- Job -
Could you switch every "bounding box coordinates" in the data below to "box corner positions" and return the data with nothing else changed?

— Begin The input —

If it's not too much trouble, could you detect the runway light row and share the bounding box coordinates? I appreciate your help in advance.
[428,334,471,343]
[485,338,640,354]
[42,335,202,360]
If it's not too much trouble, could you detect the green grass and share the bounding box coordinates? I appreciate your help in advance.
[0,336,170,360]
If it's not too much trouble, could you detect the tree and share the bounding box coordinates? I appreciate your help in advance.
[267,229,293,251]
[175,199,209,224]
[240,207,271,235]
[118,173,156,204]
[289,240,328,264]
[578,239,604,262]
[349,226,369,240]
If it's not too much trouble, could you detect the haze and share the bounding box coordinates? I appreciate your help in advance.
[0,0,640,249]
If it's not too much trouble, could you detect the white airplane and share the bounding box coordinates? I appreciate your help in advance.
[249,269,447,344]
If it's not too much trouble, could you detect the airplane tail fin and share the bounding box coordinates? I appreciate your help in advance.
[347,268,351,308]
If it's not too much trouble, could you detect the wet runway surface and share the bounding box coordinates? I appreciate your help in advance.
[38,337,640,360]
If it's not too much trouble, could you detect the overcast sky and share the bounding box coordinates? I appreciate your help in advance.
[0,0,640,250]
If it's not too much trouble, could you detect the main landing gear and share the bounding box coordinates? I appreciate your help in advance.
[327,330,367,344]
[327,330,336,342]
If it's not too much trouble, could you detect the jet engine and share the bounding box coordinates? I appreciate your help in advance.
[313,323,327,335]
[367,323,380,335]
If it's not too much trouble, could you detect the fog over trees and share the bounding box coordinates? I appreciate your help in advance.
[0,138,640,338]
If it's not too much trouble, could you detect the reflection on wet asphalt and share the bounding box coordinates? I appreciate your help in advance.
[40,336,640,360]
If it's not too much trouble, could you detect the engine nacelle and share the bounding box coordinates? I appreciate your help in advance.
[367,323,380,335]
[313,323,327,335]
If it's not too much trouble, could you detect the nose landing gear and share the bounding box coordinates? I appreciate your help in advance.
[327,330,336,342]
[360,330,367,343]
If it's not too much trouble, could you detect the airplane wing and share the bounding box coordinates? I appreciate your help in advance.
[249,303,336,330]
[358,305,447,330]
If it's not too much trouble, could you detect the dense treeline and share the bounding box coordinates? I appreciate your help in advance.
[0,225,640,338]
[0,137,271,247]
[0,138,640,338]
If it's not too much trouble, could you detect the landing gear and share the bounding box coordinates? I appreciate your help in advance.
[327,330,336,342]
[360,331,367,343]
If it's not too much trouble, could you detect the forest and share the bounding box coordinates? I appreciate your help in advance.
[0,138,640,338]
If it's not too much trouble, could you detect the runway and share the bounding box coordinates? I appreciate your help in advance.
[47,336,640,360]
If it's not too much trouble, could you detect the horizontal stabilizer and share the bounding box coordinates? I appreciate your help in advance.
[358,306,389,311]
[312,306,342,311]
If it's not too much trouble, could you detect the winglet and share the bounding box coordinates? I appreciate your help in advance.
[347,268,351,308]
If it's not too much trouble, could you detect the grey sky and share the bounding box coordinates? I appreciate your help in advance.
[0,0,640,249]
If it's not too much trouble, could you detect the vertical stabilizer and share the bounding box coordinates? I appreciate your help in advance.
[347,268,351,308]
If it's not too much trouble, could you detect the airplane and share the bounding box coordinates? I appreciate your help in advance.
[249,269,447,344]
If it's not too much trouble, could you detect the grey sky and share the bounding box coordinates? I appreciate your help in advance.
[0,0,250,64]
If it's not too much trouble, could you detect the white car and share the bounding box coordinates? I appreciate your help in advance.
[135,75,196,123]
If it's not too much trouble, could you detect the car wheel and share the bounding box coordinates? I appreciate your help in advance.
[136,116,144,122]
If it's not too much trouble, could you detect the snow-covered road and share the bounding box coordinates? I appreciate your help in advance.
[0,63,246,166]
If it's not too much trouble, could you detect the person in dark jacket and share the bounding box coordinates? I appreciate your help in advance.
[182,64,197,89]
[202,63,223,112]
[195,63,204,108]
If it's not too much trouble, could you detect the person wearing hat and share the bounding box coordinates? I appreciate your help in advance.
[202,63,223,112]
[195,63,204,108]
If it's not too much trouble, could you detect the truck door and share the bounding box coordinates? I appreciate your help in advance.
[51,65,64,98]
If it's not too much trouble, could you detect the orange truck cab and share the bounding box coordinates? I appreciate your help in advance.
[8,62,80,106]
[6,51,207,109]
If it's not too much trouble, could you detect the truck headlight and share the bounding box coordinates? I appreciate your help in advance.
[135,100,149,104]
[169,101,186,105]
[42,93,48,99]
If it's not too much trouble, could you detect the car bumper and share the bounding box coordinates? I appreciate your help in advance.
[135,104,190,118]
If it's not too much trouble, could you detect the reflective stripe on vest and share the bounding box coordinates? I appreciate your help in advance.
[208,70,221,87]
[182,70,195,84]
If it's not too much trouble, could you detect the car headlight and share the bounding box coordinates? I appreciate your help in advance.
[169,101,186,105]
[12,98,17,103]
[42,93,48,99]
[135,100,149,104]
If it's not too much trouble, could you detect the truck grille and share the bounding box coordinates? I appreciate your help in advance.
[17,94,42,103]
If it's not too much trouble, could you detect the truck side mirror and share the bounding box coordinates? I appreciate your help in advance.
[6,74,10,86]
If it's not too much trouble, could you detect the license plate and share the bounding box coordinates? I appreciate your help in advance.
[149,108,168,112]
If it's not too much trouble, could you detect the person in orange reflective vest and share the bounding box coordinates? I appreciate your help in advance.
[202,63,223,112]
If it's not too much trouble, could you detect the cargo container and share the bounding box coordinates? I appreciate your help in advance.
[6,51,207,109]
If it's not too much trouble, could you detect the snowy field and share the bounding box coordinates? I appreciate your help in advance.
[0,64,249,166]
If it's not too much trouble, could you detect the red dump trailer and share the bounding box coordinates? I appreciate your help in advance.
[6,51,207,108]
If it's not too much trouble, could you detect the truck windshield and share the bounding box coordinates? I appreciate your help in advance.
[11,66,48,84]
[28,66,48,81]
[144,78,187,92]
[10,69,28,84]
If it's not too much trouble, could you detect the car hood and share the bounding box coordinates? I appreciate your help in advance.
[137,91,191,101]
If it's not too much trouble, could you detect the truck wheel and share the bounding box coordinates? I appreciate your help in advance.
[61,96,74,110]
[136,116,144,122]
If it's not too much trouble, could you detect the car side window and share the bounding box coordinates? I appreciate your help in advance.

— End The input —

- The response -
If it's not too much trouble, could you detect the runway light row and share the box corner positions? I appreciate your help in advance.
[428,334,471,343]
[485,338,640,354]
[42,335,202,360]
If it's not too much trouble, could you detect the green grass and share the box corner positions? I appreciate your help in advance.
[0,336,170,360]
If it's not too much trouble, could you detect the tree and share the box corner positions? I appreciate your help in advance.
[267,229,293,251]
[175,199,209,224]
[240,207,271,235]
[118,173,156,204]
[289,240,328,264]
[578,239,604,262]
[349,226,369,240]
If it's not too much trouble, could you detect the haze and share the box corner positions? I appreciate your help in advance.
[0,0,640,249]
If it's not too much trouble, could you detect the white airplane and share the box corner positions? I appreciate your help in advance.
[249,269,447,344]
If it's not too much trouble, could you detect the airplane tail fin and share the box corner positions? I appreciate your help in advance.
[347,268,351,308]
If it's not too much trouble, could you detect the wet runway surface and share the box corner positions? I appreciate your help in advance.
[38,337,640,360]
If it's not too much trouble, could you detect the overcast sky and share the box corner positions? I appreciate your help in advance.
[0,0,640,250]
If it's not too much trouble, could you detect the main landing gear and share the box corner positions? I appreciate your help in advance.
[327,330,367,344]
[327,330,336,342]
If it's not too much trouble, could you detect the jet engine and share the box corner positions? I appreciate your help in advance.
[313,323,327,335]
[367,323,380,335]
If it's not too much trouble, could you detect the fog over trees and share the box corner positions? I appreciate your help in advance.
[0,138,640,338]
If it's not too much trouble, could you detect the reflection on wet asphalt and share the box corner positions? I appreciate your help in advance.
[40,336,640,360]
If it's not too much trouble, could you detect the engine nacelle and share the box corner positions? I appreciate your help in advance.
[367,323,380,335]
[313,323,327,335]
If it's not too much trouble, could you detect the nose landing gear and share the box corner positions? I appreciate your help in advance.
[327,330,336,342]
[360,330,367,343]
If it's not too much trouble, could you detect the airplane wing and share the box corner positions? I appreciate your help in advance.
[249,303,336,330]
[358,305,447,330]
If it's not too much trouble, could you detect the dense treeline and share the box corner positions? I appreciate your help in advance.
[0,225,640,338]
[0,137,271,247]
[0,138,640,338]
If it's not too much trouble, could you detect the landing gear and share the box corner positions? I appreciate your help in advance.
[327,330,336,342]
[360,331,367,343]
If it's not too much trouble, could you detect the forest and share the box corner positions? I appreciate your help in advance.
[0,138,640,338]
If it's not too much trouble, could you detect the runway and share the box corner positions? I appreciate your help in advance.
[47,336,640,360]
If it's not too much trouble, could you detect the horizontal stabilizer and share the box corner positions? I appreciate your help in advance.
[358,306,389,311]
[312,306,342,311]
If it's not too much trouble, could you detect the winglet and share the box corner positions? I appreciate your help in advance.
[347,268,351,308]
If it's not too much trouble, could you detect the grey sky and share the box corner positions? I appreciate your help in advance.
[0,0,640,249]
If it's not too much trouble, could you detect the vertical stabilizer and share the box corner positions? I appreciate your help in advance.
[347,268,351,308]
If it's not too much trouble, could you detect the airplane and share the box corner positions? I appreciate your help in advance.
[249,269,447,344]
If it's not too much trouble, could you detect the grey sky and share the box corner positions? I appreciate your help in advance.
[0,0,250,64]
If it's not too much trouble, could you detect the white car and share the box corner positions? I appreciate your help in advance.
[135,75,196,123]
If it's not too much trouble, could you detect the car wheel and share the box corner positions? I appreciate your help in advance.
[136,116,144,122]
If it's not too much trouble, could you detect the snow-covered road and share the box corner positions? I appreciate your help in advance.
[0,63,246,166]
If it's not too much trouble, could you detect the person in dark jacket and share the box corner positions? I appreciate your help in advance.
[182,64,197,89]
[202,63,223,112]
[195,63,204,108]
If it's not too much trouble, could you detect the person wearing hat and share the box corner positions? I appreciate your help in advance.
[202,63,223,112]
[195,63,204,108]
If it's not too much trouble, could you detect the truck door and share the box corner positions? I appreciate your help in advance.
[51,65,64,98]
If it's not too much trouble, could you detect the orange truck cab and share the box corner positions? I appreciate your help in advance.
[8,62,80,106]
[6,51,207,109]
If it's not too much trouble, could you detect the truck headlight and share the box corner positions? I appreciate your help in advance.
[135,100,149,104]
[169,101,186,105]
[42,93,48,99]
If it's not too much trouble, could you detect the car bumper and share the box corner positions? I appreciate your help in advance.
[135,104,190,118]
If it's not too much trouble, could you detect the reflective stripe on vest and share the box corner positions? I appreciate your help in advance.
[208,70,221,87]
[182,70,195,84]
If it's not too much trouble, could you detect the car headlight and share the box corner positions? I appreciate your help in advance.
[169,101,186,105]
[12,98,17,103]
[42,93,48,99]
[135,100,149,104]
If it's not too much trouble, could you detect the truck grille and share the box corner positions? I appreciate your help in advance.
[17,94,42,103]
If it's not too much trouble, could you detect the truck side mirror and share the box corner positions? I appreciate your help in advance.
[6,74,10,86]
If it's not too much trouble, could you detect the license plate and share the box corner positions? I appreciate your help in advance.
[149,108,168,112]
If it's not too much trouble, could you detect the person in orange reflective vest and share the box corner positions? I appreciate your help in advance.
[202,63,223,112]
If it's not too much trouble, could you detect the cargo container and share the box corner positions? I appreciate your help in advance.
[6,51,207,109]
If it's not too much trouble, could you detect the snowy field and share the box corner positions? I appreciate your help in advance.
[0,64,249,166]
If it's not too much trouble, could you detect the red dump trailer and share the box corner positions? I appreciate your help in advance.
[6,51,207,108]
If it's not too much trouble, could you detect the truck windshield and share the box corner positions? I appreciate your help in advance.
[11,66,48,84]
[28,66,48,81]
[144,78,187,92]
[10,69,28,84]
If it's not too much trouble, could you detect the car hood and share the box corner positions? I appreciate your help in advance.
[137,91,191,101]
If it's not too much trouble, could you detect the truck wheel and share the box corner positions? I appreciate your help in advance.
[61,96,74,110]
[136,116,144,122]
If it's not too much trouble, could you detect the car side window and share the box corner positions? I appreciate your help in advance.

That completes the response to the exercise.